### Tasks to carry out
A – Copy the stretch of the mailing-list message from "Why not pick" through "kernel pointer too." word for word.
B – In the mailing-list message, what default value is given for ILLEGAL_POINTER_VALUE on X86_64?

[START Passage given]

Re: [git pull] core, x86: make LIST_POISON less deadly
From: Avi Kivity
Date: Mon Jul 14 2008 - 11:53:46 EST
Ingo Molnar wrote:
* Linus Torvalds <torvalds@xxxxxxxxxxxxxxxxxxxx> wrote:
On Mon, 14 Jul 2008, Ingo Molnar wrote:
+config ILLEGAL_POINTER_VALUE
+ hex
+ default 0 if X86_32
+ default 0xffffc10000000000 if X86_64
This looks like a singularly bad pointer value on x86-64.
Why not pick something that is *guaranteed* to fault? The above looks
like any future setup that supports 41 bits of addressing and has
extended the page tables (yes, it will happen eventually) will find
that to be a perfectly valid address?
It's also visually confusing, since it's visually very close to a real
kernel pointer too.
Grr.

[END Passage given]
[START Recorded data]

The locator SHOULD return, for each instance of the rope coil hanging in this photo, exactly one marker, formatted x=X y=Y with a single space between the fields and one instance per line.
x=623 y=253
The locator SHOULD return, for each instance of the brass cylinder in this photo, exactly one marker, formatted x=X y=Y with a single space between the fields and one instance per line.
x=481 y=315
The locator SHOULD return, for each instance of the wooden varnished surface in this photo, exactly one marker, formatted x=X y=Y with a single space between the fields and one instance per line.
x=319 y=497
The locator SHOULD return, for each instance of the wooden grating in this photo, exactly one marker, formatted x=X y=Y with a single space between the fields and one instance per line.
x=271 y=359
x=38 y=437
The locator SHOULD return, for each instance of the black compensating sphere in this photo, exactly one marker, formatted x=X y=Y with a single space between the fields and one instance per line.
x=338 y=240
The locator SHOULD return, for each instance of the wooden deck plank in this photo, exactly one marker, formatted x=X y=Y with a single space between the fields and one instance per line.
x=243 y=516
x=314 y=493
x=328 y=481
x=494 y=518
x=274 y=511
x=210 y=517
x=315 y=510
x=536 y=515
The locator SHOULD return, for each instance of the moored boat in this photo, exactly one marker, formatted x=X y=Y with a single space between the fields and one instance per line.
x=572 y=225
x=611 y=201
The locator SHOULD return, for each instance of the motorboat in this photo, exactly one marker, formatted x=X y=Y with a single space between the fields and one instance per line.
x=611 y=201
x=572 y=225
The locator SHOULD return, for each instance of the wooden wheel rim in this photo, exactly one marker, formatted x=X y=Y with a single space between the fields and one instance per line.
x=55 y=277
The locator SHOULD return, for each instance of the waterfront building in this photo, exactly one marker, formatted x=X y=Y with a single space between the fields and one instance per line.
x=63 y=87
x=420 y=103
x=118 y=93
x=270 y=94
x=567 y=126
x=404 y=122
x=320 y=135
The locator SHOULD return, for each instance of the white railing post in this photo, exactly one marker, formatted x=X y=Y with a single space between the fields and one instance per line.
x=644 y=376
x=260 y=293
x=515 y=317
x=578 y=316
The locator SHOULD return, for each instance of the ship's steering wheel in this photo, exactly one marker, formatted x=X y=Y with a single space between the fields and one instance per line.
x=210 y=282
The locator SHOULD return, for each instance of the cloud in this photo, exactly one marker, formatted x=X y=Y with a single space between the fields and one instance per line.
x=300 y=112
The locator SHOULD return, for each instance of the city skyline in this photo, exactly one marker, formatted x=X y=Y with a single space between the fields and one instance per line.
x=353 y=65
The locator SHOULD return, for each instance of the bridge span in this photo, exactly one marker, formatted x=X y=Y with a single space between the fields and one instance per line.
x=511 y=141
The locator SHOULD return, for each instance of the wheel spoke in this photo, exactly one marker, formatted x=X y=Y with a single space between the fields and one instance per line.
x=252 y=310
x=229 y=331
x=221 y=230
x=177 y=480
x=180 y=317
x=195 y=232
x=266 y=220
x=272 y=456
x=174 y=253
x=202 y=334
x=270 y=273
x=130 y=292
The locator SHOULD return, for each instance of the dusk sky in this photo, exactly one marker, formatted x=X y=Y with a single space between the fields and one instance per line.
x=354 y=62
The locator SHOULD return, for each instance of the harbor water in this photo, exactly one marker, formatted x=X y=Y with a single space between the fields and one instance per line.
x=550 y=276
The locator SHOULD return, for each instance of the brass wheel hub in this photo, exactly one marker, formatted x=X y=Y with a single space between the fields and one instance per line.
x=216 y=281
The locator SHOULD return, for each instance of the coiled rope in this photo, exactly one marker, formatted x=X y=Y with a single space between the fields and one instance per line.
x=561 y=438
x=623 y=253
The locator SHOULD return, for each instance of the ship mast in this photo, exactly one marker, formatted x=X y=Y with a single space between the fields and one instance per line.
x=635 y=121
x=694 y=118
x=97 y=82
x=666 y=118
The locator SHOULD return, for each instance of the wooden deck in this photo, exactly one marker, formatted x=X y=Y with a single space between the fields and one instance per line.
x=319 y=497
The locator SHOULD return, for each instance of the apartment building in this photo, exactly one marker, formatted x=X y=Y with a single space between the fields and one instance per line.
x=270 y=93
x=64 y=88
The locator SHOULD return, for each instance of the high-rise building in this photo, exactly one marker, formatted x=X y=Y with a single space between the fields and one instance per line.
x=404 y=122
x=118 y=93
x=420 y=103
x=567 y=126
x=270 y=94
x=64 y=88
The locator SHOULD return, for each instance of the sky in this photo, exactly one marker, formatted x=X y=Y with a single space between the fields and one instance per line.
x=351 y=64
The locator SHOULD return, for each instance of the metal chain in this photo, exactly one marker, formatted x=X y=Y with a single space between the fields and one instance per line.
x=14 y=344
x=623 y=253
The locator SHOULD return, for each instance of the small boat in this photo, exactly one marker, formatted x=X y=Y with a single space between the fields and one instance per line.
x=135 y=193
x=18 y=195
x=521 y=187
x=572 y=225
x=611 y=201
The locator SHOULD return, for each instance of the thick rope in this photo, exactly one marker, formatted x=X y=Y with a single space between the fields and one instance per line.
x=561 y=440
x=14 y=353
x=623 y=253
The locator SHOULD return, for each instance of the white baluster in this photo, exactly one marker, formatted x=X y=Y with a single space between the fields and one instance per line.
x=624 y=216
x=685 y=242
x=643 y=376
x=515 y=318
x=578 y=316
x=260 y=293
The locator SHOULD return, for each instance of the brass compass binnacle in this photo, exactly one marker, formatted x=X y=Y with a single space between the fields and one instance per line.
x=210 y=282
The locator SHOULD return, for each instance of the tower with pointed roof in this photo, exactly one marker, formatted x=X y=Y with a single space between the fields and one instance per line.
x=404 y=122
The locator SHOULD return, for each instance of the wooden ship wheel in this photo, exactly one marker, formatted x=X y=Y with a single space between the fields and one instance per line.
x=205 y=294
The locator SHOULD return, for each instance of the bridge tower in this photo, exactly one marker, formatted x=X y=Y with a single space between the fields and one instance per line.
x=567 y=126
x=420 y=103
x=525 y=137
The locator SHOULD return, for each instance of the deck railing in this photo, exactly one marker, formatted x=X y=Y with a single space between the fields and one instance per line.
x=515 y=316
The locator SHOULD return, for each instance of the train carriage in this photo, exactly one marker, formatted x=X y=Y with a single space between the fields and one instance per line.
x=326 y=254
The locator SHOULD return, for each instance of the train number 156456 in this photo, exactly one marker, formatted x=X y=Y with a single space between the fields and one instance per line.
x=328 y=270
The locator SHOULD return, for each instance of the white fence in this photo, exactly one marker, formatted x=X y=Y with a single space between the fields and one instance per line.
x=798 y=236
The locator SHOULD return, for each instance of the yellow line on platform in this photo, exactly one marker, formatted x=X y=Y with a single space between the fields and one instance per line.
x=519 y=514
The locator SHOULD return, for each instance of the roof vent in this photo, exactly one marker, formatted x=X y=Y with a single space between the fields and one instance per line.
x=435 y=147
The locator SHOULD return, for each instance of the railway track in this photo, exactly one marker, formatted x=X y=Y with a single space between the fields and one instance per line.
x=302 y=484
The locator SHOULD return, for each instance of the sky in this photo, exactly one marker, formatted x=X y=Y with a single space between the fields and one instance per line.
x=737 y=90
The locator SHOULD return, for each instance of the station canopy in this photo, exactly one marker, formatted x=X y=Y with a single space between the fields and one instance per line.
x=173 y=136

[END Recorded data]

### Results of the tasks
A –
Why not pick something that is *guaranteed* to fault? The above looks
like any future setup that supports 41 bits of addressing and has
extended the page tables (yes, it will happen eventually) will find
that to be a perfectly valid address?
It's also visually confusing, since it's visually very close to a real
kernel pointer too.

B – 0xffffc10000000000